----- Stored data

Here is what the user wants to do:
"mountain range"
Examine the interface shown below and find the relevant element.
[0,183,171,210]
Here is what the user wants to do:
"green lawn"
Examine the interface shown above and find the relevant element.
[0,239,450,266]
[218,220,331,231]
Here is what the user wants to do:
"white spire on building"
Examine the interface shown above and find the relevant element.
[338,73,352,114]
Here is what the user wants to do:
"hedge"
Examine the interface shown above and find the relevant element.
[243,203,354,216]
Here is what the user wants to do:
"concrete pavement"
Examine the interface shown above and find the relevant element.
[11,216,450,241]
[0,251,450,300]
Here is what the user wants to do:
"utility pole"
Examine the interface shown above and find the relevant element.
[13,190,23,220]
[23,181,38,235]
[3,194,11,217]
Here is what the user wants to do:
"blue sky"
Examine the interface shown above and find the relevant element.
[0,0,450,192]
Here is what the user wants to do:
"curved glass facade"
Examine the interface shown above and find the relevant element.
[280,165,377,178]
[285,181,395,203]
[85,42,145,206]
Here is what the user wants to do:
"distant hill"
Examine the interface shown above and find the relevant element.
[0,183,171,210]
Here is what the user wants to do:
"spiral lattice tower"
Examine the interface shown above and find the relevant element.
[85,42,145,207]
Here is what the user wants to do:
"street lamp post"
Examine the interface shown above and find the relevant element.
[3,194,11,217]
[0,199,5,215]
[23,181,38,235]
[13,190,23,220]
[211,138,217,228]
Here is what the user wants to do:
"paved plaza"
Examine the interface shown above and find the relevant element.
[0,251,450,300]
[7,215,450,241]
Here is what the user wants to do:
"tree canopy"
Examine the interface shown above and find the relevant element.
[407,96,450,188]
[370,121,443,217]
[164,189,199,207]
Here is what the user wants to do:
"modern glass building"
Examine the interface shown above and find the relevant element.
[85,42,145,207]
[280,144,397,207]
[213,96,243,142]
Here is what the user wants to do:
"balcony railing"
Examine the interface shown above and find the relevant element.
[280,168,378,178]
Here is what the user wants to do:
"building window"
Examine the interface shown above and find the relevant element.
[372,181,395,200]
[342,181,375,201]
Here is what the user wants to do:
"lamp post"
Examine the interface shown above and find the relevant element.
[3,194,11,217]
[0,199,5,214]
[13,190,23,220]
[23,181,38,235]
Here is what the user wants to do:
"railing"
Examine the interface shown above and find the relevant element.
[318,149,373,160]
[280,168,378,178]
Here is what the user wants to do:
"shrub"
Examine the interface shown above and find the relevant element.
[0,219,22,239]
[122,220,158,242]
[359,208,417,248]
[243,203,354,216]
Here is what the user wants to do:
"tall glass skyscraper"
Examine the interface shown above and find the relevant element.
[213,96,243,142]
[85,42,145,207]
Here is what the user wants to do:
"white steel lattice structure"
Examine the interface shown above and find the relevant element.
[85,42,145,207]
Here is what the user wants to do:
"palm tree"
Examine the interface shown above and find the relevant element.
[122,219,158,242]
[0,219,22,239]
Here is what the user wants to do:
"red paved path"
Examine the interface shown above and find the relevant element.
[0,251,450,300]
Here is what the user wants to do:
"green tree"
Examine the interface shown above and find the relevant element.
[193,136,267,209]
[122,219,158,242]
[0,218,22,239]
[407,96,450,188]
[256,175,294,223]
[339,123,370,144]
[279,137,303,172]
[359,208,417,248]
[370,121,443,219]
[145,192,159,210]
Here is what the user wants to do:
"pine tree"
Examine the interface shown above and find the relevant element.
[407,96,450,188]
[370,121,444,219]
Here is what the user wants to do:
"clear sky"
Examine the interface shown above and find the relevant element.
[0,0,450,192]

----------

(Aim of the task) Type out the whole listing above again, exactly as it stands.

(Reply)
Here is what the user wants to do:
"mountain range"
Examine the interface shown below and find the relevant element.
[0,183,171,210]
Here is what the user wants to do:
"green lawn"
Examine the interface shown above and find the relevant element.
[0,239,450,266]
[218,220,331,231]
Here is what the user wants to do:
"white spire on building"
Examine the interface shown above and find the relevant element.
[338,73,352,114]
Here is what the user wants to do:
"hedge"
Examine the interface shown above and find the relevant element.
[243,203,354,216]
Here is what the user wants to do:
"concrete pavement"
Examine the interface shown above and find the relevant element.
[11,216,450,241]
[0,251,450,300]
Here is what the user wants to do:
"utility pole"
Examine the interface shown above and find the relevant element.
[13,190,23,220]
[23,181,38,235]
[3,194,11,217]
Here is what the user wants to do:
"blue sky"
Examine the interface shown above and find the relevant element.
[0,0,450,192]
Here is what the user wants to do:
"curved glass facade"
Examine the interface shown above and find the relevant element.
[280,165,377,178]
[285,181,395,203]
[85,42,145,206]
Here is what the user wants to do:
"distant hill"
Examine the interface shown above and find the relevant element.
[0,183,171,210]
Here is what the user wants to do:
"spiral lattice tower"
Examine the interface shown above and find the relevant element.
[85,42,145,207]
Here is what the user wants to do:
"street lamp post"
Examine the interface shown above and find the relevant element.
[3,194,11,217]
[0,199,5,215]
[23,181,38,235]
[13,190,23,220]
[211,138,217,228]
Here is what the user wants to do:
"paved plaza"
Examine the interface shown above and find the relevant element.
[0,251,450,300]
[7,215,450,241]
Here is what the user wants to do:
"tree canopy"
Examine the interface shown above and find the relevant element.
[407,96,450,188]
[370,121,443,217]
[164,189,199,207]
Here is what the user wants to do:
"modern glass building"
Examine the interface shown above and find the relevant element.
[85,42,145,207]
[280,144,397,207]
[213,96,243,142]
Here is what the user wants to do:
"balcony railing"
Examine the interface shown above and find the relevant element.
[280,168,378,178]
Here is what the user wants to do:
"building window"
Examine the interface shown above and find the relevant element.
[372,181,395,200]
[342,181,375,201]
Here is what the user wants to do:
"lamp post"
Examine the interface shown above and find the relevant element.
[3,194,11,217]
[0,199,5,214]
[13,190,23,220]
[23,181,38,235]
Here is what the user wants to do:
"railing"
Examine the interface shown above and find the relevant element.
[318,149,373,160]
[280,168,378,178]
Here is what the user wants to do:
"shrub"
Examine the interface shown above and find the relevant element.
[0,219,22,239]
[122,220,158,242]
[359,208,417,248]
[243,203,354,216]
Here is what the user wants to do:
"tall glass skyscraper"
Examine the interface shown above and find the relevant element.
[213,96,243,142]
[85,42,145,207]
Here is what the user wants to do:
"white steel lattice structure"
Examine the interface shown above and find the relevant element.
[85,42,145,207]
Here is what the user wants to do:
"palm tree"
Examine the interface shown above and find the relevant element.
[122,219,158,242]
[0,219,22,239]
Here is what the user wants to do:
"red paved path"
Examine the interface shown above and find the relevant element.
[0,251,450,300]
Here is what the user wants to do:
"green tree"
Examine the interface shown above and find the relevant element.
[193,136,267,209]
[122,219,158,242]
[0,218,22,239]
[407,96,450,188]
[256,175,294,223]
[339,123,370,144]
[279,137,303,172]
[359,208,417,248]
[370,121,443,219]
[145,192,159,210]
Here is what the user wants to do:
"pine tree"
Examine the interface shown above and find the relevant element.
[407,96,450,188]
[370,121,444,219]
Here is what the user wants to do:
"clear sky"
Examine the interface shown above and find the relevant element.
[0,0,450,192]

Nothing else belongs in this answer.